▶ [What you have to do]:
Please convert the records below into a two-column CSV with the header "prompt" and "reply", one row per record. Put each record's text in the first column and its answer in the second, each in a single quoted field with line breaks replaced by spaces.

******

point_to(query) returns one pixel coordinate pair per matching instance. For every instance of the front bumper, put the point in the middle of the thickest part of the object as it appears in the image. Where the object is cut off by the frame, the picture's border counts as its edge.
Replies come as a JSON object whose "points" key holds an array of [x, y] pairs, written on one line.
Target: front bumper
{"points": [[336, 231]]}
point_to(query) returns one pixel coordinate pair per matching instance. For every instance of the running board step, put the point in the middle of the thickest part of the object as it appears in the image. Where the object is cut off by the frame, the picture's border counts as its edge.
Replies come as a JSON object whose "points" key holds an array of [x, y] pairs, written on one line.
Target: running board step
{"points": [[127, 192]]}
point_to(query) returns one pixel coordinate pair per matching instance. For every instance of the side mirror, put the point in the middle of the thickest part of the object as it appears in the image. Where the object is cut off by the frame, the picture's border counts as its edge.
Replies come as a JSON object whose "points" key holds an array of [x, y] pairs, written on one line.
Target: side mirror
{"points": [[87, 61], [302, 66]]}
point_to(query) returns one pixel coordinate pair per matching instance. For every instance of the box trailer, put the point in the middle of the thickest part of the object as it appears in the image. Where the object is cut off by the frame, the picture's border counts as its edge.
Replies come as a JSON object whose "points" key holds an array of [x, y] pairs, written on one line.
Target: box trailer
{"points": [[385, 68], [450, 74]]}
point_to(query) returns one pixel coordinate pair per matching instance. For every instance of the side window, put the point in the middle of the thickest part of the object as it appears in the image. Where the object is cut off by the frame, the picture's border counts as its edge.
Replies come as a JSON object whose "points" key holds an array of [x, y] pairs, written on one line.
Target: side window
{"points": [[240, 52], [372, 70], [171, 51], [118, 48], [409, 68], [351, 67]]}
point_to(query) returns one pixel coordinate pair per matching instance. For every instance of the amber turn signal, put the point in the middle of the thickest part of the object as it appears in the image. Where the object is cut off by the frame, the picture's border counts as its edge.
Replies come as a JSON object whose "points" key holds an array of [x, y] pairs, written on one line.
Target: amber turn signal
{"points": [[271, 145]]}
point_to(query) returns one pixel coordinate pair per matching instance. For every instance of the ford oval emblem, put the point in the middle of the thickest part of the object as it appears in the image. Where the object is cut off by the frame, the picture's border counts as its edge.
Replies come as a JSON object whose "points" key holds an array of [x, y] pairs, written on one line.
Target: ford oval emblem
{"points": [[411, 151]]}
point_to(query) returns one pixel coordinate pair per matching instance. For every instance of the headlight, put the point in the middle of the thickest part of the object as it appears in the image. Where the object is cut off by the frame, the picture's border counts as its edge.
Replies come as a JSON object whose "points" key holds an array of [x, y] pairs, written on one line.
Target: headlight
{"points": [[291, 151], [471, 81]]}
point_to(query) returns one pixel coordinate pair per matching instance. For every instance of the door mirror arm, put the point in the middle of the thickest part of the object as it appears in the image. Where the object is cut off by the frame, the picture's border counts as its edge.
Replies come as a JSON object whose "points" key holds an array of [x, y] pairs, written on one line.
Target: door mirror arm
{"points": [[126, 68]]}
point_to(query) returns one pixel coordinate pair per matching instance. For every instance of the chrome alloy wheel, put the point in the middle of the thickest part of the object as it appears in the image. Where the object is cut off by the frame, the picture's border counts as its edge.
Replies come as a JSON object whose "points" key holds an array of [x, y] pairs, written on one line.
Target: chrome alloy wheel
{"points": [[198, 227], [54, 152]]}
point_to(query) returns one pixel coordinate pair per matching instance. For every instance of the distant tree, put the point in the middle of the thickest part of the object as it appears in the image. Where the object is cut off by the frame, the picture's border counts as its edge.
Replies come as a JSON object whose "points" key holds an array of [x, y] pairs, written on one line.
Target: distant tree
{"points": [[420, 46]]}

******

▶ [Answer to this task]:
prompt,reply
"point_to(query) returns one pixel coordinate pair per matching instance. For every instance of the front bumper, put the point in the middle of the thickest part of the object as it appears in the image. Where the object is cut off by the frame, the picture's border counts as its edge. Replies come as a JSON object whose ""points"" key holds an array of [x, y] pairs, written on one line. Target: front bumper","{""points"": [[336, 231]]}"
"point_to(query) returns one pixel coordinate pair per matching instance. For every instance of the running board step, put the point in the middle of the thickest part of the object as it appears in the image. Where the object is cut off by the frame, the picture's border counts as its edge. Replies come as a JSON object whose ""points"" key holds an array of [x, y] pairs, written on one line. Target: running board step","{""points"": [[127, 192]]}"
"point_to(query) returns one pixel coordinate pair per matching instance. For every instance of the side mirror, put the point in the middle of the thickest part of the object as it appears in the image. Where the object is cut off by the frame, the picture's border counts as its edge. Replies come as a JSON object whose ""points"" key holds an array of [x, y] pairs, written on one line. Target: side mirror","{""points"": [[87, 61], [302, 66]]}"
"point_to(query) returns one pixel coordinate pair per matching instance. For every instance of the box trailer, put the point in the middle of the thickest part of the object as it appears in the image. Where the object is cut off by the frame, the picture's border counts as its edge. Replies come as a JSON object whose ""points"" key holds an array of [x, y] pairs, written on one line. Target: box trailer","{""points"": [[385, 68], [450, 74]]}"
"point_to(query) returns one pixel coordinate pair per matching instance. For every instance of the side window, put the point in the middle of the thickest part of the object as it appears in the image. Where the object is cut off by the frame, the picture's border counts as its edge. Replies come as a JSON object whose ""points"" key holds an array of [x, y] pairs, written on one line. Target: side window","{""points"": [[240, 52], [372, 70], [171, 51], [118, 48], [409, 68], [351, 67]]}"
"point_to(query) returns one pixel coordinate pair per matching instance. For every instance of the amber turn signal, put the point in the middle of the thickest part of the object as it appears in the image. Where the object is cut off by the frame, the picture's border counts as its edge. Replies come as a JSON object whose ""points"" key holds an array of [x, y] pairs, written on one line. Target: amber turn signal","{""points"": [[271, 145]]}"
"point_to(query) returns one pixel coordinate pair per matching instance. For every instance of the ford oval emblem, put the point in the middle of the thickest part of the object as it appears in the image. Where the object is cut off by the frame, the picture's border counts as its edge. Replies come as a JSON object whose ""points"" key holds an array of [x, y] pairs, written on one line. Target: ford oval emblem","{""points"": [[411, 151]]}"
"point_to(query) returns one pixel coordinate pair per matching instance. For every instance of the headlight, put the point in the middle of the thickest part of the object as it appears in the image. Where the object is cut off by the frame, the picture's border counts as its edge. Replies come as a JSON object whose ""points"" key holds an array of [x, y] pairs, written on one line. Target: headlight","{""points"": [[291, 151], [471, 81]]}"
"point_to(query) returns one pixel coordinate pair per matching instance. For every instance of the door mirror arm, put the point in the middle of the thickest part of the object as it appears in the image. Where the object is cut off by the frame, the picture's border counts as its edge. Replies come as a JSON object whose ""points"" key holds an array of [x, y] pairs, written on one line. Target: door mirror arm","{""points"": [[126, 68]]}"
"point_to(query) returns one pixel coordinate pair per matching instance. For every instance of the chrome alloy wheel, put the point in the middle of the thickest part of the object as it appears in the image. Where the object is cut off by the frame, the picture's border counts as its edge. Replies come as a JSON object whose ""points"" key holds an array of [x, y] pairs, written on one line. Target: chrome alloy wheel","{""points"": [[198, 227], [54, 152]]}"
"point_to(query) returns one pixel coordinate pair per matching instance. For every instance of the distant tree, put the point in the middle of the thickest part of the object as it appears in the image. Where the object is cut off by the frame, the picture's border counts as its edge. Replies come as a JSON object whose ""points"" key holds an array of [x, y] pairs, written on one line. Target: distant tree","{""points"": [[420, 46]]}"